### DOCUMENT SECTION:
Defendant has submitted the declaration of Clint Yates, in which Yates has stated that  (1) Plaintiff’s manager, Dan Maloney, issued Plaintiff a Performance Log Entry upon reviewing video footage of Plaintiff removing wood off the premises and shutting down the elevator with a master key that he should not have possessed; (2) Plaintiff filed a Policy of Equity complaint against Maloney; (3) thereafter, Plaintiff admitted to Yates that the events in his complaint did not happen; (4) Yates admonished Plaintiff for taking false actions; (5) Plaintiff was not issued a written reprimand or any other form of discipline due to his complaint, and instead, the incident was documented with a Performance Log Entry, which (i) is “wiped out every year” and therefore was not included in Plaintiff’s file as of 2020, (ii) is not considered a form of discipline, unlike a written reprimand or suspension, and (iii) was not included in Plaintiff’s performance evaluations.  (Yates Decl., ¶¶ 21-22.)

The court finds that this evidence shows that Plaintiff was not disciplined by Defendant for his filing of a complaint against Maloney, such that Defendant has shown that it did not take an action that materially affected the terms, conditions, or privileges of Plaintiff’s employment.  (Doe, supra, 43 Cal.App.5th at p. 734.)

The court finds that Plaintiff has not met his burden to show that a triable issue of material fact exists as to the element of an adverse employment action because Plaintiff has not shown that a triable issue of material fact exists (1) as to the application of the continuing violation doctrine regarding Defendant’s failure to promote Plaintiff, and (2) as to whether the conduct relating to Defendant’s (i) alleged failure to reasonably accommodate Plaintiff’s disability and work restrictions and (ii) admonishment of Plaintiff constitute an adverse employment action that can support Plaintiff’s claim for discrimination.   

First, the court finds that Plaintiff has not shown that the continuing violation doctrine applies as to the adverse employment actions identified in his First Amended Complaint and discovery responses.  

“Where applicable, the continuing violations doctrine provides an equitable exception to the one-year statute of limitations for FEHA actions.  [Citation.]  The doctrine ‘allows liability for unlawful employer conduct occurring outside the statute of limitations if it is sufficiently connected to unlawful conduct within the limitations period.’  [Citation.]  The employer’s unlawful actions are ‘sufficiently connected’ if they satisfy three criteria: (1) the unlawful conduct occurring outside the statute of limitations is ‘sufficiently similar in kind’ to the unlawful conduct within the limitations period, (2) the unlawful actions have occurred with ‘reasonable frequency,’ and (3) they have not ‘acquired a degree of permanence.’  [Citation.]”  (Hoglund v. Sierra Nevada Memorial-Miners Hospital (2024) 102 Cal.App.5th 56, 71 [internal citations omitted].)

### DATASET ENTRIES:
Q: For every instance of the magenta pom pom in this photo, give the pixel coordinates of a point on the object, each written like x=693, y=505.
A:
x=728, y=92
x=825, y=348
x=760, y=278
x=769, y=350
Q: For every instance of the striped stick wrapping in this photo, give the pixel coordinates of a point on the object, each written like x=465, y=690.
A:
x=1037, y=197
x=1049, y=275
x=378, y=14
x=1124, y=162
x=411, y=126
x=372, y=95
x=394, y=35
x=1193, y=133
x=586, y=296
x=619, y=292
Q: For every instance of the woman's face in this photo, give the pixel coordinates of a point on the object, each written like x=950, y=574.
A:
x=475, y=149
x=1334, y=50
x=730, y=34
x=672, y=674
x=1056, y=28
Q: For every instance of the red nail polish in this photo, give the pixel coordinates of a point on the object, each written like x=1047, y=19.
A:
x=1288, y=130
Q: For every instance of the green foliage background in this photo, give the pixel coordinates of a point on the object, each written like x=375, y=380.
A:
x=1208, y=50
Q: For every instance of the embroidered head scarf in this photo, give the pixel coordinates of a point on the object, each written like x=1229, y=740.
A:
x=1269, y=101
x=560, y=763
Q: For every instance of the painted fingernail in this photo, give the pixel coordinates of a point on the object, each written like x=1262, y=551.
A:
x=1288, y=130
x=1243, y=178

---

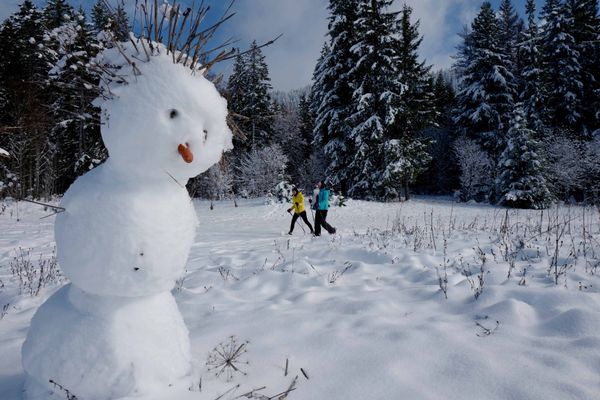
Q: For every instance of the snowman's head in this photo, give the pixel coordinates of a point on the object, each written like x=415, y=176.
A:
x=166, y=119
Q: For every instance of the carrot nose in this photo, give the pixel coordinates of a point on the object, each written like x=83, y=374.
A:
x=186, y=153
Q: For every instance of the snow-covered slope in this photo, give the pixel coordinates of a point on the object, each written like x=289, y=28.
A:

* * *

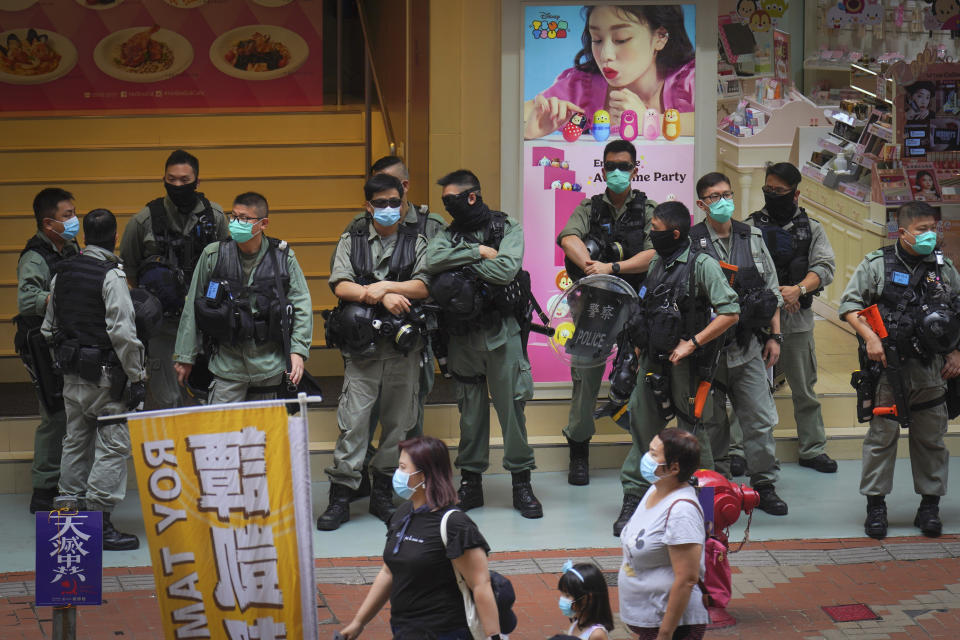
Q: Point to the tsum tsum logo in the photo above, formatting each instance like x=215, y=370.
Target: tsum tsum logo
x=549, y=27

### INSTRUCTIONS:
A. Rewrite the court ruling excerpt from "First, the court" up to and including "and discovery responses.", substituting "operative complaint" for "First Amended Complaint".
B. Summarize the court ruling excerpt in two sentences.

### RESPONSES FOR EACH TASK:
A.
First, the court finds that Plaintiff has not shown that the continuing violation doctrine applies as to the adverse employment actions identified in his operative complaint and discovery responses.

B. Based on the Yates declaration, the court finds that Plaintiff was not disciplined for filing a complaint against Maloney, so Defendant did not take an action that materially affected his employment. The court also finds that Plaintiff has not shown a triable issue of material fact on the adverse employment action element, including whether the continuing violation doctrine applies.